▶ **What you will do**: Rescale this data by rewriting every line as shown, requests included, with each x and y coordinate in the marked points multiplied by 1.35 and rounded to the nearest whole number, halves rounding up.

▶ **Extracted data**:
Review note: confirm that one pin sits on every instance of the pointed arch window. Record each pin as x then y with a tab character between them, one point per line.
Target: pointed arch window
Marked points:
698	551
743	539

▶ **Result of the task**:
Review note: confirm that one pin sits on every instance of the pointed arch window. Record each pin as x then y with a tab character between them, one point per line.
Target: pointed arch window
Marked points:
942	744
1003	728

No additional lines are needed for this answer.